**WHAT THE TASK ASKS**
Extract all data as written.

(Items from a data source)
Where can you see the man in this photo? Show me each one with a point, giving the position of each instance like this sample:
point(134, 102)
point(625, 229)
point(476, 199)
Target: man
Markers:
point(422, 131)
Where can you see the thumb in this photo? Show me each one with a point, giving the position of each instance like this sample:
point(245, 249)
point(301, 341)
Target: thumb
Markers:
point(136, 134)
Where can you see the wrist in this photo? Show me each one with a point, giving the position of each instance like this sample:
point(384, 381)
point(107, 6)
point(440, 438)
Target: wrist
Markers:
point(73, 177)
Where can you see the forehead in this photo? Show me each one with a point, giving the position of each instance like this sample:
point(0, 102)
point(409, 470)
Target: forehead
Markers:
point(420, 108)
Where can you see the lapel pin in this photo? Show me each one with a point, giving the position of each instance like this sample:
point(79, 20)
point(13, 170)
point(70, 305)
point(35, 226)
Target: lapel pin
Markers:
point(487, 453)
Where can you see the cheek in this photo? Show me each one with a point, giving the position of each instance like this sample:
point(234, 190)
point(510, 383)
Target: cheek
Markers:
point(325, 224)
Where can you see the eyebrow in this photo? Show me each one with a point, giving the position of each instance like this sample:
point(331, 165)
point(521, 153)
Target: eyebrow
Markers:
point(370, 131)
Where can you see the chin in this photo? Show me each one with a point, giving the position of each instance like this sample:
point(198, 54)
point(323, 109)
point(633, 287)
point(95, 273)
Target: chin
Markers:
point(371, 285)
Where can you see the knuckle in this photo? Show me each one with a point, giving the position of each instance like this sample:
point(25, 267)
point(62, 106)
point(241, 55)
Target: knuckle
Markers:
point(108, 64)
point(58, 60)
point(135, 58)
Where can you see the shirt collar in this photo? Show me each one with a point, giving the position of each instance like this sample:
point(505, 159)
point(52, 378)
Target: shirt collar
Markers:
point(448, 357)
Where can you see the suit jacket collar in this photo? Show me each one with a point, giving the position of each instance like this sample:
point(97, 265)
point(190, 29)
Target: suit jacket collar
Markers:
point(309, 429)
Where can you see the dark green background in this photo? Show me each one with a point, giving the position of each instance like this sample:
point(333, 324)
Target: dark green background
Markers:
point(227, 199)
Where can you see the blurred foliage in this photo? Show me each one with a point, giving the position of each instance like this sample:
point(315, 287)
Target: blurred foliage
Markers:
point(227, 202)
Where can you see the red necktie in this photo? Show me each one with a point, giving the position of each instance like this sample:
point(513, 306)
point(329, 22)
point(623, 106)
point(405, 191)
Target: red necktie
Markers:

**THE ANSWER**
Where can you see the man in this photo? Show me each one with a point, giving the position of each instance like this sample:
point(134, 102)
point(625, 229)
point(476, 199)
Target: man
Markers:
point(422, 131)
Where can you see the thumb in this photo? Show me each one with a point, giving the position of each instance like this sample:
point(245, 249)
point(301, 341)
Target: thumb
Markers:
point(136, 134)
Where can you see the wrist in this photo? Show me each one with a point, giving the position of each instance like this sample:
point(384, 381)
point(107, 6)
point(440, 438)
Target: wrist
Markers:
point(73, 177)
Where can you see the forehead in this photo? Show me each one with a point, giving the position of each instance like this sample:
point(0, 102)
point(409, 470)
Target: forehead
Markers:
point(420, 108)
Where can you see the lapel pin in this photo? Show me each one with a point, giving the position of each instance like this sample:
point(79, 20)
point(13, 170)
point(70, 305)
point(35, 226)
Target: lapel pin
Markers:
point(487, 453)
Where can you see the cheek in this photo? Show me each one with a point, giving the position of each instance like this sample:
point(234, 190)
point(510, 383)
Target: cheek
Markers:
point(325, 224)
Where can you see the eyebrow in this photo? Show me each one with a point, giving the position of each instance like this sample:
point(331, 165)
point(521, 153)
Target: eyebrow
Markers:
point(370, 131)
Where can you see the chin in this photo? Show me each one with a point, giving the position of each instance like this sample:
point(198, 54)
point(323, 109)
point(633, 287)
point(95, 273)
Target: chin
Markers:
point(371, 285)
Where can you see the knuckle in this photo? Show me each one with a point, giving the position of each instance like this sample:
point(25, 267)
point(62, 106)
point(241, 55)
Target: knuckle
Markers:
point(108, 64)
point(58, 60)
point(135, 58)
Where can you see the shirt collar in this photo? Show me each one with a point, giving the position of each instance like this sample:
point(505, 159)
point(52, 378)
Target: shirt collar
Markers:
point(448, 357)
Where can you see the suit jacket collar in this photo? Show me each one with a point, giving the position of each instance like this sample:
point(97, 265)
point(190, 29)
Target: suit jacket collar
Markers:
point(309, 429)
Where can you see the dark green background in this photo? Show me each one with a point, giving the position of each instance like this sample:
point(333, 324)
Target: dark green background
Markers:
point(227, 199)
Where can you see the blurred foliage in this photo? Show me each one with a point, giving the position of each instance like this sample:
point(315, 287)
Target: blurred foliage
Markers:
point(227, 202)
Where can you see the red necktie in this photo? Show me each one with a point, giving the position of each instance like this sample:
point(513, 306)
point(329, 22)
point(623, 106)
point(405, 191)
Target: red necktie
Markers:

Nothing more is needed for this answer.